*** Opening of Text section ***

Underage drinkers down about 20 percent of all alcohol consumed in the United States, according to a recent report in The Journal of the American Medical Association. The prevalence of alcohol at colleges is increasing and drawing new focus and research.
Representatives from the Center for Alcohol and Drug Education recently told Greek leaders there has already been upward of 73 alcohol-related hospitalizations this year at GW, as opposed to 44 for all of last year. Things could only get worse considering, as officials warned, most hospitalizations occur in warm weather.
College “binge drinking” is receiving an increasing amount of attention. Colleges are hiring professionals and creating whole departments to deal with the problem and publications such as The New York Times have noted things may be getting out of control.
Binge drinking, as defined by the College Alcohol Study, means five or more drinks in one sitting for a man, or four or more for a woman, on at least one occasion in a two-week period. Surveys have consistently shown that two out of five college students fit this profile. The same surveys indicate the average age young people start drinking has dropped to 14. There is something inherently wrong with the culture of alcohol in the United States that leads students to bypass casual drinking and delve directly into heavy drinking.
According to the Chronicle of Higher Education, campuses should address binge drinking by polling students, then publicizing data about student drinking habits (typically posters emphasizing that the majority of students aren’t drinking heavily, such as the ones commonly seen in Thurston or HOVA that show most students have 0-4 drinks). Universities could then poll students again to measure changes in their perceptions and behavior. The polls are not showing dramatic effects of the polls on student drinking.
Universities are stuck with a social phenomenon of underage binge drinking. They are losing the fight to curtail student drinking, but at least schools like GW are making it socially acceptable to call for help when things get out of control, as shown by the increased hospitalizations. This allows students to get help before a little partying turns fatal.

*** Close of Text section ***

# [Tasks and exercises]
(a) Reproduce the text on college binge drinking word for word, from "Representatives from the" to "in warm weather.".
(b) According to the text on college binge drinking, why could the situation with alcohol-related hospitalizations at GW get worse?

*** Opening of Extracted information ***

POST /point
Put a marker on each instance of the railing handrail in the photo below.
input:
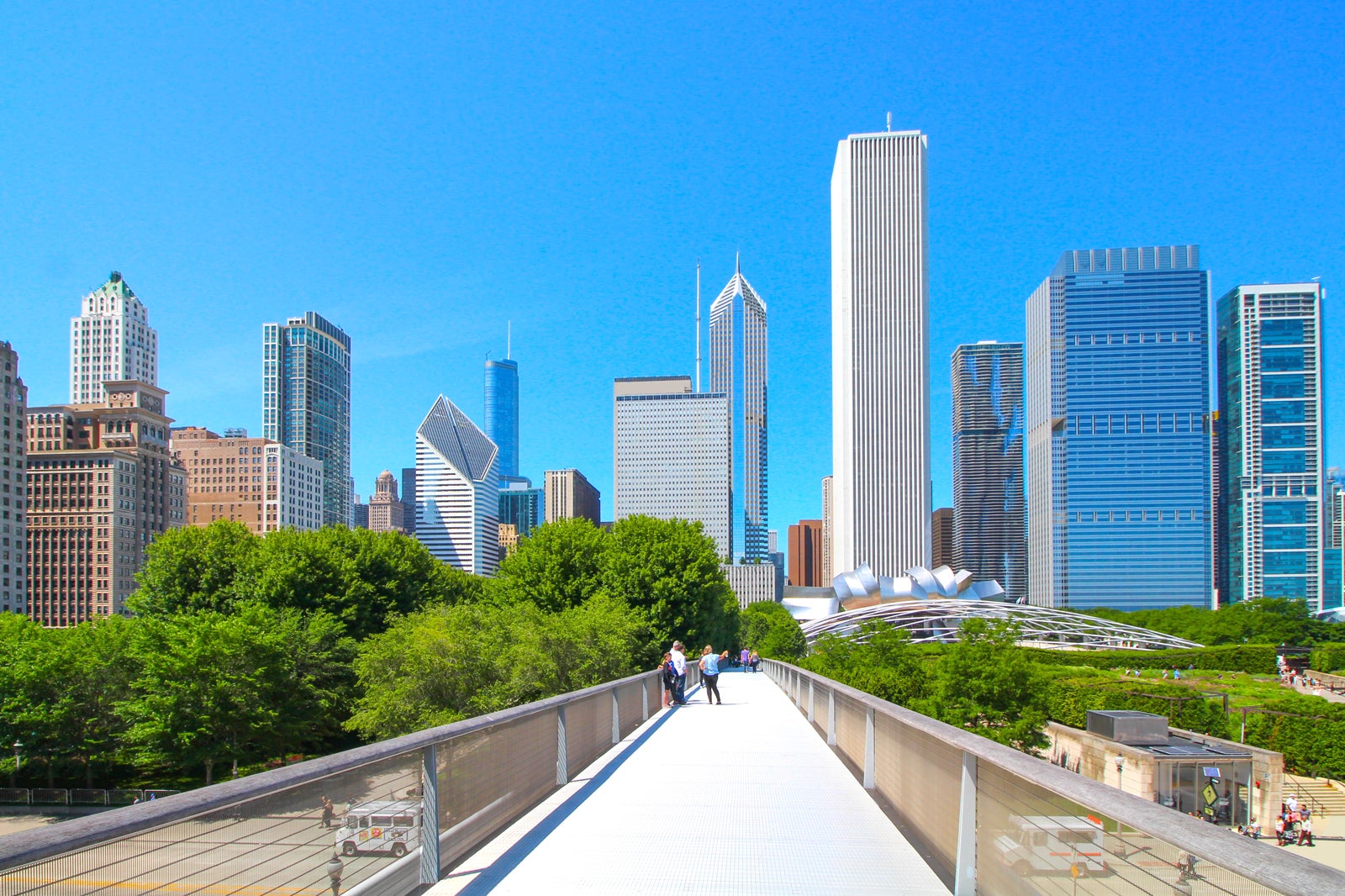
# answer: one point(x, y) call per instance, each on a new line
point(1254, 860)
point(45, 842)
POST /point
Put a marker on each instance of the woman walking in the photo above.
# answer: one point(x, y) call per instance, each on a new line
point(710, 676)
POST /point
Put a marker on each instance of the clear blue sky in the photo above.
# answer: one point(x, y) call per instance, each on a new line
point(421, 175)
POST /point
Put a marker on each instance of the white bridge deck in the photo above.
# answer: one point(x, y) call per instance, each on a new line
point(741, 798)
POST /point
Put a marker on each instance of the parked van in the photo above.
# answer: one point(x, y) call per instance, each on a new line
point(1052, 844)
point(381, 826)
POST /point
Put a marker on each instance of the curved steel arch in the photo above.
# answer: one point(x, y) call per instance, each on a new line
point(941, 620)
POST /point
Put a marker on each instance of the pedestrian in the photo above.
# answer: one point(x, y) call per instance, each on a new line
point(679, 673)
point(710, 676)
point(334, 868)
point(669, 678)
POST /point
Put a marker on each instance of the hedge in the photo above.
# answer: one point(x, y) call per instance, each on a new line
point(1331, 658)
point(1311, 736)
point(1248, 658)
point(1068, 701)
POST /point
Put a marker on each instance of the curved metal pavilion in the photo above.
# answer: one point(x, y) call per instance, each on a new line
point(938, 620)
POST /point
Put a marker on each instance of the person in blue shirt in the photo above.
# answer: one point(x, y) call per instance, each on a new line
point(710, 676)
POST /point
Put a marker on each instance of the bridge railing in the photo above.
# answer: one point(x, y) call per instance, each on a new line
point(417, 804)
point(992, 820)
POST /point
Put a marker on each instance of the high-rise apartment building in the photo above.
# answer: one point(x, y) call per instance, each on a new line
point(806, 555)
point(13, 490)
point(827, 524)
point(569, 494)
point(456, 490)
point(385, 510)
point(521, 506)
point(409, 499)
point(672, 454)
point(306, 403)
point(101, 486)
point(880, 353)
point(259, 482)
point(1270, 380)
point(739, 370)
point(990, 526)
point(502, 414)
point(943, 532)
point(111, 340)
point(1116, 367)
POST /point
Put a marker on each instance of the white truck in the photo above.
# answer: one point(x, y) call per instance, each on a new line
point(381, 826)
point(1066, 844)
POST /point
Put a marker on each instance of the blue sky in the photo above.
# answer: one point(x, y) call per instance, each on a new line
point(424, 174)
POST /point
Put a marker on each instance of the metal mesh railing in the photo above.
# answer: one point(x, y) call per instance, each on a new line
point(992, 820)
point(272, 833)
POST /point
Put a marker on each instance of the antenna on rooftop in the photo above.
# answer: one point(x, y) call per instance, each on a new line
point(699, 324)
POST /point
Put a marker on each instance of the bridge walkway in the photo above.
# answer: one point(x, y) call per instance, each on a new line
point(741, 798)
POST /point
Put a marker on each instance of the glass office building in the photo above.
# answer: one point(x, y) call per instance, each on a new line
point(990, 529)
point(1270, 380)
point(502, 414)
point(737, 369)
point(1118, 468)
point(306, 401)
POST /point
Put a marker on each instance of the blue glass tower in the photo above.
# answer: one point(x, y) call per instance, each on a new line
point(737, 367)
point(502, 414)
point(1118, 458)
point(306, 401)
point(1274, 490)
point(990, 532)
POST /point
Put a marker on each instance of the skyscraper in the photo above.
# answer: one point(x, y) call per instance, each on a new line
point(739, 369)
point(385, 510)
point(569, 494)
point(13, 528)
point(502, 414)
point(1270, 380)
point(456, 490)
point(101, 486)
point(880, 353)
point(111, 340)
point(1116, 367)
point(306, 401)
point(990, 529)
point(672, 454)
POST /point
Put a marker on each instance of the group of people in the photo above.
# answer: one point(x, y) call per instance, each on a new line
point(1295, 825)
point(674, 673)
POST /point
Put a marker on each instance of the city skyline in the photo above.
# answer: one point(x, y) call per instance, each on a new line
point(233, 217)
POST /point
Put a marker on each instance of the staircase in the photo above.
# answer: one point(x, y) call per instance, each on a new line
point(1318, 794)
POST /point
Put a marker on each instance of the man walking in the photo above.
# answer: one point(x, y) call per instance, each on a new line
point(679, 669)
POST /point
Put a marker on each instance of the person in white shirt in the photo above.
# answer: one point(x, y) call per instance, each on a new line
point(679, 667)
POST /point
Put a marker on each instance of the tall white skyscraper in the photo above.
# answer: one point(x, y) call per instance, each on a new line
point(737, 369)
point(111, 340)
point(457, 490)
point(672, 454)
point(880, 354)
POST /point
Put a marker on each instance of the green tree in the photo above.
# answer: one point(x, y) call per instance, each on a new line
point(670, 569)
point(558, 566)
point(986, 683)
point(773, 631)
point(451, 662)
point(249, 685)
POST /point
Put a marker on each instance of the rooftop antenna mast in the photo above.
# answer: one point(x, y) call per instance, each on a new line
point(699, 324)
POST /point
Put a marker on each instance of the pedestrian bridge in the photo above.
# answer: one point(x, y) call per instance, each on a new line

*** Close of Extracted information ***

# [Answers to the exercise]
(a)
Representatives from the Center for Alcohol and Drug Education recently told Greek leaders there has already been upward of 73 alcohol-related hospitalizations this year at GW, as opposed to 44 for all of last year. Things could only get worse considering, as officials warned, most hospitalizations occur in warm weather.

(b) Officials warned that most hospitalizations occur in warm weather. GW has already had upward of 73 alcohol-related hospitalizations this year, compared with 44 for all of last year, so the total could climb further as the weather warms.